Could you copy every line of the entries below, character for character, with nothing altered?

## [Entries from a data source]
☆ ☆ ☆ ☆

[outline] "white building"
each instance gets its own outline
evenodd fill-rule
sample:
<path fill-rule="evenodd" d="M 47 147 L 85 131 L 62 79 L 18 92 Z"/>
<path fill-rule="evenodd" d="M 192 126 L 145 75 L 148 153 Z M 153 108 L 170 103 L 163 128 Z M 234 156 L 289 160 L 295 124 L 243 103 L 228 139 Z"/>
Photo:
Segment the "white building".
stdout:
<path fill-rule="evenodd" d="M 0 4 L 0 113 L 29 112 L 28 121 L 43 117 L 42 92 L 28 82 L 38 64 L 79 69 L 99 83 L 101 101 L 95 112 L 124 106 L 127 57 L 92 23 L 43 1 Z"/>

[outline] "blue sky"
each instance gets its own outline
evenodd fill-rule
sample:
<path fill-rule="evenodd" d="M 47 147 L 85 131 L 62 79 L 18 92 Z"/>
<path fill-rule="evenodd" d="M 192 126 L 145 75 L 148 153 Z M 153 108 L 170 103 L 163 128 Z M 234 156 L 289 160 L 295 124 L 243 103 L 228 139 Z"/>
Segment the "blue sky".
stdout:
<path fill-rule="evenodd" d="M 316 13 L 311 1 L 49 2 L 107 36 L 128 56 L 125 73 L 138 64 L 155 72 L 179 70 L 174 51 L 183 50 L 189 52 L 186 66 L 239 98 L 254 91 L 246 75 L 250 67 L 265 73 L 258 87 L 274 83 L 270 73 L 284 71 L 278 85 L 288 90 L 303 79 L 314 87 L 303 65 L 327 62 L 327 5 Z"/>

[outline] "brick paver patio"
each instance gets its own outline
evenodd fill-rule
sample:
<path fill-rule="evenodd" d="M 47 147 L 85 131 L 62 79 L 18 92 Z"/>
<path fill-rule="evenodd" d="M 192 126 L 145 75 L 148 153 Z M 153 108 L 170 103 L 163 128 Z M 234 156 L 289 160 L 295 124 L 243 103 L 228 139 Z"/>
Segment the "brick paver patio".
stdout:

☆ ☆ ☆ ☆

## [OUTPUT FOR THIS EXERCISE]
[outline] "white building"
each instance gets its own outline
evenodd fill-rule
sample:
<path fill-rule="evenodd" d="M 47 147 L 85 131 L 62 79 L 18 92 Z"/>
<path fill-rule="evenodd" d="M 192 126 L 145 75 L 148 153 Z M 153 108 L 170 103 L 163 128 Z M 234 156 L 289 160 L 295 124 L 243 103 L 228 139 Z"/>
Photo:
Segment the "white building".
stdout:
<path fill-rule="evenodd" d="M 0 4 L 0 113 L 29 112 L 28 121 L 43 117 L 42 92 L 28 82 L 38 64 L 79 69 L 99 83 L 101 101 L 95 112 L 124 106 L 127 57 L 92 23 L 43 1 Z"/>

[outline] "blue sky"
each instance gets its own outline
evenodd fill-rule
sample:
<path fill-rule="evenodd" d="M 47 147 L 85 131 L 62 79 L 18 92 Z"/>
<path fill-rule="evenodd" d="M 192 126 L 145 75 L 148 153 Z M 153 108 L 170 103 L 163 128 Z M 234 156 L 289 160 L 295 124 L 243 103 L 228 139 Z"/>
Segment the "blue sky".
stdout:
<path fill-rule="evenodd" d="M 316 13 L 311 1 L 49 2 L 107 36 L 128 56 L 125 73 L 138 64 L 155 72 L 179 70 L 174 51 L 183 50 L 189 52 L 186 66 L 239 98 L 254 91 L 246 75 L 250 67 L 265 73 L 258 87 L 274 83 L 270 73 L 284 71 L 278 85 L 288 90 L 303 79 L 314 87 L 303 65 L 327 62 L 327 5 Z"/>

[outline] "brick paver patio"
each instance gets its own outline
evenodd fill-rule
sample:
<path fill-rule="evenodd" d="M 47 147 L 85 131 L 62 79 L 18 92 Z"/>
<path fill-rule="evenodd" d="M 192 126 L 145 75 L 148 153 Z M 153 108 L 170 103 L 163 128 Z M 234 156 L 289 160 L 295 124 L 243 103 L 228 139 Z"/>
Segment the "brick paver patio".
stdout:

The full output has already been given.